Extrait source.
+--

Deux évènements clés se
sont produits pour la première fois cette semaine : les rendements des
obligations souveraines suisses sur dix ans sont devenus négatifs, et le Mexique
a émis des obligations sur cent ans libellées en euros.
Voici un extrait de Swiss, Mexican Bond Deals Represent Milestones for Debt :
Jusqu’à
mercredi dernier, aucun pays n’avait encore vendu de dette sur dix ans pouvant
rapporter aux investisseurs moins de zéro pourcent. Et aucun pays n’avait
encore émis d’obligations en euros sur dcent ans.
Mais
dans le dernier épisode de l’ère de l’argent facile, la Suisse a vendu
mercredi des obligations sur dix ans dont la conservation coûte de l’argent
aux investisseurs, alors que le Mexique a, dans le cadre d’une transaction
sans précédent, emprunté des euros qu’il a promis de rembourser dans un
siècle – au taux de 4,2%.
Ces deux
étapes reflètent l’environnement extraordinaire dans lequel se trouve l’Europe
aujourd’hui.
La
Réserve fédérale s’apprête à laisser grimper ses taux d’intérêt, et la BCE
les force à la baisse. La Banque nationale suisse, qui ne souhaite qu’empêcher
sa devise de grimper face à celle de ses voisins européens, a elle aussi
forcé ses taux d’intérêt en-dessous de zéro.

+--

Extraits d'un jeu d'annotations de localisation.
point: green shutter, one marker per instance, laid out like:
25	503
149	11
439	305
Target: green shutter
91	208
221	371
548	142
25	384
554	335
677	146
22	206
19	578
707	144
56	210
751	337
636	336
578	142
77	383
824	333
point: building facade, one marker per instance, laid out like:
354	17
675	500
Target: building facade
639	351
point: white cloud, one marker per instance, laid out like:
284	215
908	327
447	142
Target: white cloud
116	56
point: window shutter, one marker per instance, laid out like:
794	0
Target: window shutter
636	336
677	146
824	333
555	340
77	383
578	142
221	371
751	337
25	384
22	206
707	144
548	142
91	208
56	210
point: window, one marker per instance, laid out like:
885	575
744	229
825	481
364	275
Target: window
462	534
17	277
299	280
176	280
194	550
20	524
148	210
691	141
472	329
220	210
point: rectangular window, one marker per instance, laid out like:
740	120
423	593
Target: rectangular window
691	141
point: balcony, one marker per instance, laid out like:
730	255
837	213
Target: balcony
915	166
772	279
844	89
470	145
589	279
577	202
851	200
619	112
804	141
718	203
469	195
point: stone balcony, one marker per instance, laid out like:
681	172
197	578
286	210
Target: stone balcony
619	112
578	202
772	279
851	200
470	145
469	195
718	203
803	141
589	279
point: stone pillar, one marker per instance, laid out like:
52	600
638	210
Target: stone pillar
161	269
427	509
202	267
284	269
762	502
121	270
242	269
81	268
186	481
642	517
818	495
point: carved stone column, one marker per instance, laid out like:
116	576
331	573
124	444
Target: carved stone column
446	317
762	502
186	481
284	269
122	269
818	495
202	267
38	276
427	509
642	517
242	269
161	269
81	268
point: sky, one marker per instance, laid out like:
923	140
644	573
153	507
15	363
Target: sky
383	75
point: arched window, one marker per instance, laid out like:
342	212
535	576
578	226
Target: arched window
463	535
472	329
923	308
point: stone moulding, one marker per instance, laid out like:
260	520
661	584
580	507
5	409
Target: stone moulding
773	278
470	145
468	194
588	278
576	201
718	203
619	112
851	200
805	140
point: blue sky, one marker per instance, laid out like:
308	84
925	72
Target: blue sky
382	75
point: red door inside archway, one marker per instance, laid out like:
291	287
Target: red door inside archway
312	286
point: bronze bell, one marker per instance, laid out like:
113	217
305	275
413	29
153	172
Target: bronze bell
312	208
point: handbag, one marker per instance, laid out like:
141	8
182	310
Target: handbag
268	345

+--

Consignes de travail.
A: Dans l'extrait sur les obligations, à quel taux le Mexique a-t-il emprunté des euros remboursables dans un siècle ?
B: Réécrivez les lignes de données à partir de celle qui contient « point: red door » jusqu'à la dernière ligne de données comprise, en remplaçant « bronze bell » par « iron bell » sans rien modifier d'autre.

Réponses par tâche.
A: Au taux de 4,2%.

B:
point: red door inside archway, one marker per instance, laid out like:
291	287
Target: red door inside archway
312	286
point: iron bell, one marker per instance, laid out like:
113	217
305	275
413	29
153	172
Target: iron bell
312	208
point: handbag, one marker per instance, laid out like:
141	8
182	310
Target: handbag
268	345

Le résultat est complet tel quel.